::: Data provided

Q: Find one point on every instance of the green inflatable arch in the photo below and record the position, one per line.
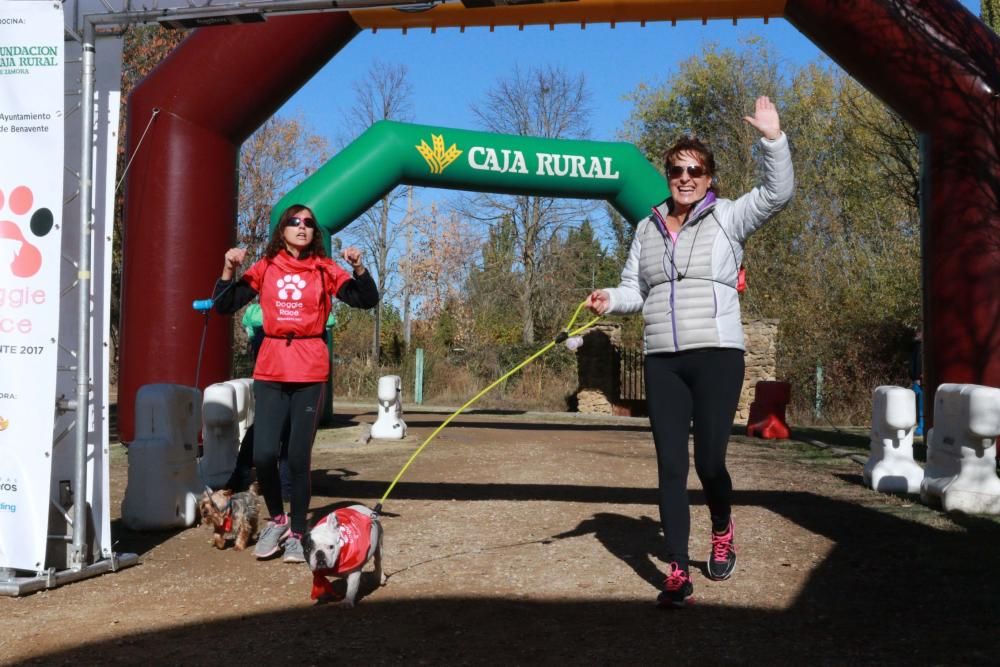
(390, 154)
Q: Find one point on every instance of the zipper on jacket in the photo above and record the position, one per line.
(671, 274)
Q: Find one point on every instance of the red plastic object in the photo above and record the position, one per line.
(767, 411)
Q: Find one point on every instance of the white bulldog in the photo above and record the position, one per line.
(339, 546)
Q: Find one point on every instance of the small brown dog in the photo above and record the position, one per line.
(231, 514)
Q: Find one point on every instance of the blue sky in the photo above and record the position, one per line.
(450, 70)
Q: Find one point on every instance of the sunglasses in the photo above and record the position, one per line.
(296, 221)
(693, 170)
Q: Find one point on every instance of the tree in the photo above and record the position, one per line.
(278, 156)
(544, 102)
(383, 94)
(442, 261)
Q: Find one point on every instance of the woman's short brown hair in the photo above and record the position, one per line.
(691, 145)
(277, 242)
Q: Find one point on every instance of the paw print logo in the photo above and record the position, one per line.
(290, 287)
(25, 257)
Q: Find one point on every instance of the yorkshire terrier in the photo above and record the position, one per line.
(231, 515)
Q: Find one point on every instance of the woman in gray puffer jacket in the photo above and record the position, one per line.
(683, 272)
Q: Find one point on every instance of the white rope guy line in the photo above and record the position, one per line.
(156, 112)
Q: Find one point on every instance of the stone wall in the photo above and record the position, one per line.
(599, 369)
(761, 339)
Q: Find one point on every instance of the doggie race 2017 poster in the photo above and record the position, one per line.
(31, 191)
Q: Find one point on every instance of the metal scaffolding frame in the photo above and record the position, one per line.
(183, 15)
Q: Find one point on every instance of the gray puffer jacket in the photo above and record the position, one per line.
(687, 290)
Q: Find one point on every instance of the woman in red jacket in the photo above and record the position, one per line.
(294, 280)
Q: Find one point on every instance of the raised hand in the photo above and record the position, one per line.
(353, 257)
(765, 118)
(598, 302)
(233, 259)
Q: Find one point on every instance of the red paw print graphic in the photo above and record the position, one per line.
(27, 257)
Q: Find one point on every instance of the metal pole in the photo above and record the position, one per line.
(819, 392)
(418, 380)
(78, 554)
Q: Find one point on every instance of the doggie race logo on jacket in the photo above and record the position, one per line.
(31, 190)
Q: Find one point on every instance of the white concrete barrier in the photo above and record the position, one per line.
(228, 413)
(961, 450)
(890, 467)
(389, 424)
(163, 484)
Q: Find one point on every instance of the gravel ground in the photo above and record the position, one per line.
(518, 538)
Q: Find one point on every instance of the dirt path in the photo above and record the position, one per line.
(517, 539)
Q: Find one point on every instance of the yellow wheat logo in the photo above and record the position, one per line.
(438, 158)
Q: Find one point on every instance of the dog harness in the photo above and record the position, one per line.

::::::

* [Direction]:
Print out every entry above without changing a word, and leave out the pictures.

* [The result]:
Q: Find one point on every instance of the green inflatable arch in the photo below and record the position, one per line.
(390, 154)
Q: Find one point on every instance of the zipper on jacket in the photo above and record the position, one per line.
(671, 274)
Q: Find one point on every instance of the red plastic object in the photo above and record the position, one per line.
(767, 411)
Q: Find one point on every instance of the white bulldog in the photo above and record the position, one per line.
(339, 546)
Q: Find one point on every instance of the small brown dog in the photo above and record the position, one per line.
(231, 514)
Q: Find one point on every instance of the blue sky in the photo above and record the position, one per line.
(450, 70)
Q: Find one point on every instance of the sunglasses in the photo above and record the position, one per line.
(296, 221)
(693, 170)
Q: Find one point on every instance of the tree in the photo above and record the position, one per line.
(278, 156)
(544, 102)
(383, 94)
(442, 261)
Q: Find one point on every instance of the woman's short brown hair in the photo above and record the position, one per line.
(691, 145)
(277, 242)
Q: Find one point on every instance of the paw print logo in the photo above and record the position, one per line.
(290, 287)
(25, 257)
Q: Find one point on every instance of the yorkshire terrier in the photo above and record the position, one per line.
(231, 515)
Q: Find one point on every instance of the woman in gray puffer jacket in the photo above and record the position, one per line.
(683, 272)
Q: Find one point on every instance of the white rope guy line in the photo above and record the position, one per line.
(156, 112)
Q: Find one point on every instance of the stone wall in the photo above and record the position, one per line.
(599, 369)
(761, 339)
Q: Find one point on every instance of the doggie race 2017 poster in the photo above and record the position, one per line.
(31, 191)
Q: Find one point on every instance of the metal scaffolding frame in the photo above and record the position, one per line.
(183, 15)
Q: Find one point on every instance of the gray puffer jacket in the photo above and record the position, one per line.
(687, 290)
Q: Find one point on every instance of the woman in red jacket in the photo above and record the position, one per line.
(294, 280)
Q: Find one point on every instance of the raised hand in the photo above and record the position, one per line.
(353, 257)
(765, 118)
(598, 302)
(233, 259)
Q: Find one point on every instance of the red paw print graphic in the photo above and record the position, one per line.
(27, 257)
Q: Find one point on every instance of the metal pole in the photo above and record the position, one per line.
(819, 392)
(418, 380)
(78, 554)
Q: Find one point on every instance of the doggie race logo on jacket in the photo above and record the position, one per line.
(31, 190)
Q: Find one point on every instance of the white concrete barrier in the photo above and record the position, one per line.
(228, 413)
(961, 450)
(890, 467)
(389, 424)
(163, 484)
Q: Find one point on every instance of the gravel ground in the photo above and record the position, one per line.
(518, 538)
Q: Find one point on every instance of the dirt path in the photo above and record the position, one per line.
(517, 539)
Q: Find one point on every instance of the yellow wheat logo in the photo above and record the position, one per line.
(438, 158)
Q: Find one point on every instance of the dog harness in the photo above and record the position, one per line.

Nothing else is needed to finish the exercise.